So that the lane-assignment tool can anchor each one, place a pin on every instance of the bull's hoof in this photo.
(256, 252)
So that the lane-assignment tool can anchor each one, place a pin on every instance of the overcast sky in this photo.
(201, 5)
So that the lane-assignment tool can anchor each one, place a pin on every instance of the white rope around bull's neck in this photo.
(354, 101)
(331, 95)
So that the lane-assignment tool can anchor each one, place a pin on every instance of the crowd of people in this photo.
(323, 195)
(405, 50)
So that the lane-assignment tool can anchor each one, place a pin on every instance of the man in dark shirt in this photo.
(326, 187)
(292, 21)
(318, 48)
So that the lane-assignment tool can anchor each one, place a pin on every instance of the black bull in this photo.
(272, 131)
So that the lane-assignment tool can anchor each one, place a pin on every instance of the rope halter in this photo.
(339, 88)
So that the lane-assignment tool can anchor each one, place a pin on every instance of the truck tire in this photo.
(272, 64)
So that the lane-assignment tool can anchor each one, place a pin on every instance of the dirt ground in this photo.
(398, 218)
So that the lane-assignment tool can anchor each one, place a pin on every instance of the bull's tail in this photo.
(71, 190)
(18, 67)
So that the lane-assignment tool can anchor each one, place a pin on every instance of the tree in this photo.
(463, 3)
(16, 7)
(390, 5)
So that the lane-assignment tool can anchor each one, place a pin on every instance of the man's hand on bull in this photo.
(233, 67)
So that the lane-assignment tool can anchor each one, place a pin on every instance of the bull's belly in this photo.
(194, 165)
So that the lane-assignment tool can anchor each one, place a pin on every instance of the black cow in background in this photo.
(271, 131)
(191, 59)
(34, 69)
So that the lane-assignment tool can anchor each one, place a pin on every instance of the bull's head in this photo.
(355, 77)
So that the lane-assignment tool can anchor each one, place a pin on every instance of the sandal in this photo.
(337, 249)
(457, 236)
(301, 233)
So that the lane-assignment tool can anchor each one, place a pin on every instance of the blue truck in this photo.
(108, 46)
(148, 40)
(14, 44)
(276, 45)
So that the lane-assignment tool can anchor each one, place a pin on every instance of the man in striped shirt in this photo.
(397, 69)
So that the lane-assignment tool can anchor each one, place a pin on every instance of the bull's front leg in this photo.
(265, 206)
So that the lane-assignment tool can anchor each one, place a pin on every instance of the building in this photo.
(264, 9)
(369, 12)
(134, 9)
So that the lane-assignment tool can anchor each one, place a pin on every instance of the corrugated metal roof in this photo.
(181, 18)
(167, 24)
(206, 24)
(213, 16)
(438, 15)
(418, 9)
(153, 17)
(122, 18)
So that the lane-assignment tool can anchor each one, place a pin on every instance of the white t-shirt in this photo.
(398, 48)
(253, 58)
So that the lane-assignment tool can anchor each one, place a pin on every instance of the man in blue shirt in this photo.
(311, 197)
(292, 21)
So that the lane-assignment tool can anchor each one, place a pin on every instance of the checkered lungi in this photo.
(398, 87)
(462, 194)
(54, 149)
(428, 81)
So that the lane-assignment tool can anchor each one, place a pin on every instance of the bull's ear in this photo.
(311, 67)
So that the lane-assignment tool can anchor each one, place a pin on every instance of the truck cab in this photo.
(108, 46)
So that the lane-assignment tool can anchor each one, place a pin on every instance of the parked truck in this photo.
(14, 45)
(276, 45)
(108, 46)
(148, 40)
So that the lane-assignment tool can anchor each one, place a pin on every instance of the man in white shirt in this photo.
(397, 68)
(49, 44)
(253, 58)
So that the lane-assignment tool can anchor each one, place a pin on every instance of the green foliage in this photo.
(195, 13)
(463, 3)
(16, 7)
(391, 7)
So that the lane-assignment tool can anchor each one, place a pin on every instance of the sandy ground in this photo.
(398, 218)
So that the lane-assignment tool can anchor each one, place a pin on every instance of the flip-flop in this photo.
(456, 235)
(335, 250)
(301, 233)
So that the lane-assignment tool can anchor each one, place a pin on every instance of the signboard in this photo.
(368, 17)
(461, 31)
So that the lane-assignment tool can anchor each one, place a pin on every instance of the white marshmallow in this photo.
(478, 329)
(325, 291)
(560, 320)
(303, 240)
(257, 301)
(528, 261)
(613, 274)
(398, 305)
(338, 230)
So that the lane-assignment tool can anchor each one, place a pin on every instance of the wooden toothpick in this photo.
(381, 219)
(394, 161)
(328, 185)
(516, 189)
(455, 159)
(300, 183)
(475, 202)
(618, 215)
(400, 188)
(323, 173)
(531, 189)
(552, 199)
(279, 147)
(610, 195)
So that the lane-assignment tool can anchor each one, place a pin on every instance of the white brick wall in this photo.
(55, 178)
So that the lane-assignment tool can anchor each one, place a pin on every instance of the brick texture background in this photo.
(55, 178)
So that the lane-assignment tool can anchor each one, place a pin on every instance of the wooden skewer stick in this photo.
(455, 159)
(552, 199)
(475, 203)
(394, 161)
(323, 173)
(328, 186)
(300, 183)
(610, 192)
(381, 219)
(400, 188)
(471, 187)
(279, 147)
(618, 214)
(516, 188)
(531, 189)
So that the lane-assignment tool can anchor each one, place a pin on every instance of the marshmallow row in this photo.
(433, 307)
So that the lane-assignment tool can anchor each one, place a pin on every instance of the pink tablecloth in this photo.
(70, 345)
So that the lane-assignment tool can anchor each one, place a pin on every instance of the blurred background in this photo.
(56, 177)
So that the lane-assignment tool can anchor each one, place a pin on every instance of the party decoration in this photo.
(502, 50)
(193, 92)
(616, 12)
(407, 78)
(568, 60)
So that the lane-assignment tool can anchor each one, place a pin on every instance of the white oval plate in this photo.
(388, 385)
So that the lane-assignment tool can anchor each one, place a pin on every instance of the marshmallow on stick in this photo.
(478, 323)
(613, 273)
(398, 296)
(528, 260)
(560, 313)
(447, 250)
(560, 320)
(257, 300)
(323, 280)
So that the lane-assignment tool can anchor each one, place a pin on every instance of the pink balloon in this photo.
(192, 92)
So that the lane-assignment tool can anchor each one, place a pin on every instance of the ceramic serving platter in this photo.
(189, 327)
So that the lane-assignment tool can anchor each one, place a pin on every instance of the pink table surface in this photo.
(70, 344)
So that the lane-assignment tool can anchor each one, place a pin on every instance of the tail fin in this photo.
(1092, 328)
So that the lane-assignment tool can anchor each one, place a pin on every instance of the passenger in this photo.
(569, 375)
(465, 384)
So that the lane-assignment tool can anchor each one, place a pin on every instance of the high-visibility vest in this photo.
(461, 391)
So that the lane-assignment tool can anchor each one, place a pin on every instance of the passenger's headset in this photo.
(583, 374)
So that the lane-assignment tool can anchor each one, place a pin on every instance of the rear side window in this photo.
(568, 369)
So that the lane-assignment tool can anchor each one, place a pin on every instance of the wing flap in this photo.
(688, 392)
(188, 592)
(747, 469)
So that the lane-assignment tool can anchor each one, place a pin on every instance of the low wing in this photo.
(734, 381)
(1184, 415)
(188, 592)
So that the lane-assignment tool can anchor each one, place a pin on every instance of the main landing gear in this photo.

[WHAT YOU ARE ASKED TO DO]: From the listing above, extract every line exactly as it stands.

[SOLUTION TO THE PROBLEM]:
So that the lane-assignment tool can anchor each one, place a pin on every instance of the bull's hoof in this photo.
(256, 252)
So that the lane-assignment tool can anchor each one, place a pin on every instance of the overcast sky in this photo.
(201, 5)
So that the lane-assignment tool can anchor each one, place a pin on every instance of the white rope around bull's neck in this photo.
(354, 101)
(331, 95)
So that the lane-assignment tool can anchor each one, place a pin on every instance of the crowd of people in this photo.
(323, 195)
(405, 50)
So that the lane-assignment tool can anchor each one, place a pin on every instance of the man in dark shirt in this photo.
(326, 187)
(292, 21)
(318, 48)
So that the lane-assignment tool can anchor each one, place a pin on every instance of the black bull in this photo.
(272, 131)
So that the lane-assignment tool can anchor each one, place a pin on every instance of the rope halter in this photo.
(339, 88)
So that the lane-assignment tool can anchor each one, place a pin on every instance of the truck tire in this photo.
(272, 64)
So that the lane-assignment tool can anchor each one, place a pin on every instance of the dirt ground in this photo.
(398, 218)
So that the lane-assignment tool can anchor each one, place a pin on every instance of the bull's tail in this photo.
(71, 190)
(18, 67)
So that the lane-assignment tool can anchor each one, place a pin on every instance of the tree in this photo.
(463, 3)
(16, 7)
(390, 5)
So that the lane-assignment tool can anchor each one, place a pin on every instance of the man's hand on bull in this photo.
(233, 67)
So that the lane-assignment tool can anchor each one, place a pin on every instance of the bull's belly in this photo.
(194, 165)
So that the lane-assignment tool can anchor each one, place a pin on every instance of the black cow in background in this photo.
(271, 131)
(191, 59)
(34, 69)
So that the lane-assignment tool can anchor each one, place a pin on every instance of the bull's head in this photo.
(355, 77)
So that the lane-assignment tool can anchor each one, place a pin on every instance of the sandal in this photo.
(337, 249)
(457, 236)
(301, 233)
So that the lane-assignment tool can anchor each one, place a pin on every instance of the blue truck in this photo.
(108, 46)
(148, 40)
(14, 44)
(276, 45)
So that the lane-assignment tool can anchor each one, place a pin on every instance of the man in striped shirt in this photo.
(397, 69)
So that the lane-assignment tool can anchor each one, place a pin on every instance of the bull's front leg in this photo.
(265, 206)
So that the lane-assignment tool can anchor each one, place a pin on every instance of the building in this photo.
(264, 9)
(369, 12)
(134, 9)
So that the lane-assignment tool can anchor each one, place a pin on every instance of the corrugated metal roof in this photo.
(181, 18)
(167, 24)
(206, 24)
(213, 16)
(438, 15)
(418, 9)
(153, 17)
(122, 18)
So that the lane-assignment tool can anchor each one, place a pin on every instance of the white t-shirt in this photo.
(398, 48)
(253, 58)
So that the lane-assignment tool can anchor each one, place a pin on every instance of the man in blue shirt in this photo.
(311, 197)
(292, 21)
So that the lane-assignment tool can anchor each one, place a pin on every instance of the checkered lungi in this photo.
(398, 87)
(462, 194)
(54, 149)
(428, 81)
So that the lane-assignment tool can anchor each one, place a pin on every instance of the bull's ear in this photo.
(311, 67)
So that the lane-assignment tool can anchor each one, place a pin on every instance of the truck cab in this photo.
(108, 46)
So that the lane-assignment tool can anchor each one, place a pin on every instance of the parked truck in this photo.
(14, 45)
(276, 45)
(108, 46)
(148, 40)
So that the lane-assignment tool can anchor each one, place a pin on every instance of the man in white shirt in this photo.
(397, 68)
(49, 44)
(253, 58)
So that the lane-assignment tool can anchor each one, place a pin on every instance of the green foliage in this photo.
(195, 13)
(463, 3)
(16, 7)
(391, 7)
So that the lane-assignment tool can anchor each one, place a pin on every instance of the sandy ground in this photo.
(398, 218)
So that the lane-assignment tool can anchor each one, place a pin on every instance of the flip-flop in this photo.
(456, 235)
(335, 250)
(301, 233)
So that the lane-assignment tool can anchor each one, place a pin on every instance of the signboard in this photo.
(368, 17)
(461, 31)
So that the lane-assignment tool can anchor each one, place a pin on every instance of the white marshmallow in this photo.
(478, 329)
(325, 291)
(560, 320)
(303, 240)
(257, 301)
(528, 261)
(613, 274)
(398, 305)
(338, 230)
So that the lane-assignment tool can anchor each one, place a pin on every instance of the wooden toothpick in this photo.
(381, 219)
(394, 161)
(328, 185)
(516, 189)
(455, 159)
(300, 183)
(475, 202)
(618, 215)
(400, 188)
(323, 173)
(531, 189)
(552, 199)
(279, 147)
(610, 195)
So that the lane-assignment tool can anchor each one, place a pin on every instance of the white brick wall in this photo.
(55, 178)
So that the lane-assignment tool can anchor each one, place a pin on every instance of the brick texture background in this photo.
(55, 178)
So that the lane-assignment tool can anchor each one, place a pin on every instance of the wooden skewer stick in this photo.
(455, 159)
(552, 199)
(475, 203)
(394, 161)
(323, 173)
(328, 186)
(300, 183)
(610, 192)
(381, 219)
(400, 188)
(471, 187)
(279, 147)
(618, 214)
(516, 188)
(531, 189)
So that the lane-assignment tool can anchor each one, place a pin on every instance of the marshmallow row in this photo.
(433, 307)
So that the lane-assignment tool can anchor each one, place a pin on every instance of the pink tablecloth in this photo.
(70, 345)
So that the lane-assignment tool can anchor each one, place a pin on every instance of the blurred background in this photo.
(56, 177)
So that the lane-assignment tool can anchor each one, place a pin on every instance of the party decoration in this photo.
(502, 50)
(193, 92)
(616, 12)
(407, 78)
(568, 60)
So that the lane-assignment tool can anchor each one, place a pin on every instance of the white oval plate in this photo.
(388, 385)
So that the lane-assignment tool can anchor each one, place a pin on every instance of the marshmallow on stick in this photo.
(478, 323)
(613, 273)
(398, 296)
(528, 260)
(560, 313)
(447, 250)
(560, 320)
(257, 300)
(323, 280)
So that the lane-assignment tool can anchor each one, place a pin on every instance of the pink balloon in this photo.
(192, 92)
So that the lane-assignment tool can anchor each one, place a pin on every instance of the ceramic serving platter in this photo.
(189, 327)
So that the lane-assignment tool can anchor each one, place a pin on every instance of the pink table surface in this photo.
(70, 344)
So that the lane-assignment tool can anchor each one, place a pin on every instance of the tail fin in this photo.
(1092, 328)
So that the lane-assignment tool can anchor each one, place a pin on every instance of the passenger in this photo.
(569, 375)
(465, 384)
So that the lane-assignment tool can anchor each one, place a pin on every instance of the high-visibility vest in this photo.
(461, 391)
So that the lane-assignment tool can anchor each one, place a pin on every instance of the passenger's headset in this photo.
(583, 374)
So that the lane-assignment tool can anchor each one, place a pin on every instance of the rear side window in this photo.
(568, 369)
So that the lane-assignment tool can anchor each one, place a pin on every instance of the wing flap in this photo.
(688, 392)
(188, 592)
(747, 469)
So that the lane-assignment tool can anchor each one, place a pin on every instance of the low wing in this photo.
(734, 381)
(1184, 415)
(188, 592)
So that the lane-assignment tool can anchor each one, place a pin on every instance of the main landing gear in this photo.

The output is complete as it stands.